(Natural-language object grounding data)

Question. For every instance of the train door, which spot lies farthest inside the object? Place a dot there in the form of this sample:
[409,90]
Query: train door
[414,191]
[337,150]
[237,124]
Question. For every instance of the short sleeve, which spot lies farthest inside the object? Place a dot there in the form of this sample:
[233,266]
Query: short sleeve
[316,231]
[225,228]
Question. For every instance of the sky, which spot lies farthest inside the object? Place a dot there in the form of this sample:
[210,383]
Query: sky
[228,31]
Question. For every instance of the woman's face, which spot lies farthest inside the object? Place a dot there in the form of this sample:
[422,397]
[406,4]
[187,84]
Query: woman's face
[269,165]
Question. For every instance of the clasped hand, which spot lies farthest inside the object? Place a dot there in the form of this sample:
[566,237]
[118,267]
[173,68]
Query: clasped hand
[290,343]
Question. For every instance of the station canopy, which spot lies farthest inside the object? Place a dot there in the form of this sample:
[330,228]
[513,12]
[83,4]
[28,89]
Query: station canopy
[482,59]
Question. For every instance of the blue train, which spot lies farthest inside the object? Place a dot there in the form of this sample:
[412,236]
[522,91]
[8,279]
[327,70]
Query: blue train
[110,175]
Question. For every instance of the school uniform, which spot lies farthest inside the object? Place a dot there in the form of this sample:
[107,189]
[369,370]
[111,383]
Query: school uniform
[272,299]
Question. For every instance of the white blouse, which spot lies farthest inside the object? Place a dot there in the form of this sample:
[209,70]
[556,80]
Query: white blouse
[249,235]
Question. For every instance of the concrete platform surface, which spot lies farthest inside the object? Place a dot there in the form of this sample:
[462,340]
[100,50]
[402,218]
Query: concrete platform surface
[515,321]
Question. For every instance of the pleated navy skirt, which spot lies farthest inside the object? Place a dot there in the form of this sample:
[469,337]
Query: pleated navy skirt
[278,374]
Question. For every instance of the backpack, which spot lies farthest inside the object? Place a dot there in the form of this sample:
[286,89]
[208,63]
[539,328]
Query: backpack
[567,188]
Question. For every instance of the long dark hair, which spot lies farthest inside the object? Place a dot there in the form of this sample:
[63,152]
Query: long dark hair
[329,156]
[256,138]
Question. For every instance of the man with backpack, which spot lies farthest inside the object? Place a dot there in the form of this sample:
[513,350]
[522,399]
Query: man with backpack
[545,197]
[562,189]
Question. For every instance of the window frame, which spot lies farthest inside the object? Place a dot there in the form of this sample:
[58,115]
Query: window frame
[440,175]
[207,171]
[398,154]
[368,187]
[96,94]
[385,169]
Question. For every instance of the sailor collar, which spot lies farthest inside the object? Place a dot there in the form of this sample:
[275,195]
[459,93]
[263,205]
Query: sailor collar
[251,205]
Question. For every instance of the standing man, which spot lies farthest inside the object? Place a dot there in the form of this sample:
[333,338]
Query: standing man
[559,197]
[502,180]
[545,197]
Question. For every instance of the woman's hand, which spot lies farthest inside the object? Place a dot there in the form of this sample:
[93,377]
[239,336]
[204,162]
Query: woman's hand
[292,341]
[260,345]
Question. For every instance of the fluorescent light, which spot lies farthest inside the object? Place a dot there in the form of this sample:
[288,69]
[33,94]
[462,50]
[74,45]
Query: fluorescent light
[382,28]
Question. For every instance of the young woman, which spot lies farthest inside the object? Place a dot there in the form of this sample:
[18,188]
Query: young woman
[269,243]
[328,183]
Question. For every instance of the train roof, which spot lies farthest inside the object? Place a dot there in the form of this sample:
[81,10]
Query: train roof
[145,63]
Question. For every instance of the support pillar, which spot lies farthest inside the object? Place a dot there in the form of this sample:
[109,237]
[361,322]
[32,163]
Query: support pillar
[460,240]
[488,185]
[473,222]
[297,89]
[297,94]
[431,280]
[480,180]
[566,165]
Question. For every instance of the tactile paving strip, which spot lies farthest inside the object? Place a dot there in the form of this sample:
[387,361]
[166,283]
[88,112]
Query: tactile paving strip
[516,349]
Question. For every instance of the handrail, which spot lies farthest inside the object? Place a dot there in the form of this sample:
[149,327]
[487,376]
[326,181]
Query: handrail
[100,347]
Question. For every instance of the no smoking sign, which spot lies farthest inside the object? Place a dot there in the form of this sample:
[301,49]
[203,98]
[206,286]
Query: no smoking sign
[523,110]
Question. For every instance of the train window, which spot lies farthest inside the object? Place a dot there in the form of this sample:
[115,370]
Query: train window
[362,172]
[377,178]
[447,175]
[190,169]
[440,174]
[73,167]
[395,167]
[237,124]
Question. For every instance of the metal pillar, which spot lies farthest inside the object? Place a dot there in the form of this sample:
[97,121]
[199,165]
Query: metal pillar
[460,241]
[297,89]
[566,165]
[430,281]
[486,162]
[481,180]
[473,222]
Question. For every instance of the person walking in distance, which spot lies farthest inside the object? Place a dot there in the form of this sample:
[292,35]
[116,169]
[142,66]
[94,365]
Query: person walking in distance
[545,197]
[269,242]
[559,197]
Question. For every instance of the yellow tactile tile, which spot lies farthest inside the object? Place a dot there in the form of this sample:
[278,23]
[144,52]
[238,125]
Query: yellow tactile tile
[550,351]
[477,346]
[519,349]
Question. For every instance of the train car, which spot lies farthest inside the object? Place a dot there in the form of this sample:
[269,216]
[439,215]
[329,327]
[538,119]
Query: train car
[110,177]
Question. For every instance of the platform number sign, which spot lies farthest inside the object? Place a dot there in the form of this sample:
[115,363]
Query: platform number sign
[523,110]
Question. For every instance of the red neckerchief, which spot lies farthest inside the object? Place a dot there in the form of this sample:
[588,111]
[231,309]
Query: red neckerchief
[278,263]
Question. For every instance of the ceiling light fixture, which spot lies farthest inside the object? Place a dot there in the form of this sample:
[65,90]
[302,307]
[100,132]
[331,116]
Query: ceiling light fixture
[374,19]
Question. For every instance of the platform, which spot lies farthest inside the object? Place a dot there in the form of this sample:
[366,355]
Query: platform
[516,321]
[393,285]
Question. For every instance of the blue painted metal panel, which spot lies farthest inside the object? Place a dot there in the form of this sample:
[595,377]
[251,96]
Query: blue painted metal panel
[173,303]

...

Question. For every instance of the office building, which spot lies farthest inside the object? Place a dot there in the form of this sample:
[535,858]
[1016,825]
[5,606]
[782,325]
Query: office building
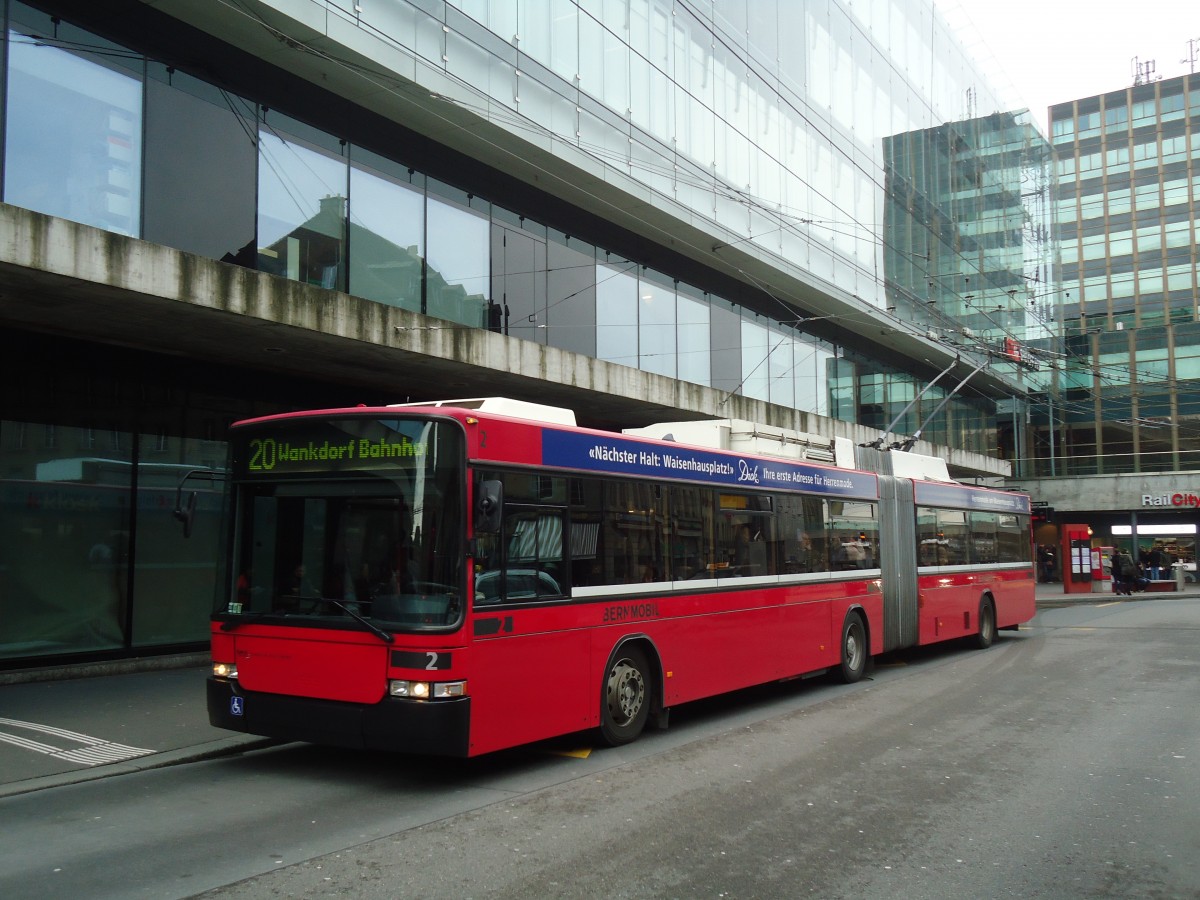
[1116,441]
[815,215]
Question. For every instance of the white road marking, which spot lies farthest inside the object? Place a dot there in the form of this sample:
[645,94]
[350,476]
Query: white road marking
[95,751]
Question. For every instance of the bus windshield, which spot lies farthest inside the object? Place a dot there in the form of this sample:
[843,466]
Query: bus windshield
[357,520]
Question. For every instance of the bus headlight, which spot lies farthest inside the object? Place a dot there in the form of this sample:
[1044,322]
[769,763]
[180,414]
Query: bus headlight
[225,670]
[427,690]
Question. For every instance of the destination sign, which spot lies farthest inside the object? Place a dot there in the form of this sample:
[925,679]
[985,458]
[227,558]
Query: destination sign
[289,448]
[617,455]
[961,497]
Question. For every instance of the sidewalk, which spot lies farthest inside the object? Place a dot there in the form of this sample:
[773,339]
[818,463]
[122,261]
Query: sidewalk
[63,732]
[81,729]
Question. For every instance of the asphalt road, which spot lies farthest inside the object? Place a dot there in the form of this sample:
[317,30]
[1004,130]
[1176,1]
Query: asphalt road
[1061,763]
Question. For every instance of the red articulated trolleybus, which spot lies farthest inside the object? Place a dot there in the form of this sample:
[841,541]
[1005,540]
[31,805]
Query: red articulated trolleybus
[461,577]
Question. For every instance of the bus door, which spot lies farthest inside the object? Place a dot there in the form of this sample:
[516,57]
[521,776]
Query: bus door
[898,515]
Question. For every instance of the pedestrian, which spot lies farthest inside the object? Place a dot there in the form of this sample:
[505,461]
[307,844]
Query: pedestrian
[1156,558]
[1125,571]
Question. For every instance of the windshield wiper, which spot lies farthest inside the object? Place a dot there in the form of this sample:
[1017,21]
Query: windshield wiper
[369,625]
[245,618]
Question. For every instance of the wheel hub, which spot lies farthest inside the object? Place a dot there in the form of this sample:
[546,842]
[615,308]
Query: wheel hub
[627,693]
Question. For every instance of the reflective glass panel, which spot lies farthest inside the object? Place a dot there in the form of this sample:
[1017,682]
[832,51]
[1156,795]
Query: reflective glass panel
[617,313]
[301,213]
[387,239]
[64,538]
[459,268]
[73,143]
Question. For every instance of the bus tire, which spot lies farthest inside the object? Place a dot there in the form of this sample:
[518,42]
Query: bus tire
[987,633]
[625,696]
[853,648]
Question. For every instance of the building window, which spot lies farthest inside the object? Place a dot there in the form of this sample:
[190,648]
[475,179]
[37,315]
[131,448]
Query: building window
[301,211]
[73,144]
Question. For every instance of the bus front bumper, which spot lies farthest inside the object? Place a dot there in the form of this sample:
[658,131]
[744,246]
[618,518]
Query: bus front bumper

### PROBLEM DETAILS
Whenever a line above has the word "bumper" in it, copy that line.

### OUTPUT
Question. For every instance of the bus front bumper, which spot lies farthest inside the object? Place a dot there in the form of this sample:
Query: bus front bumper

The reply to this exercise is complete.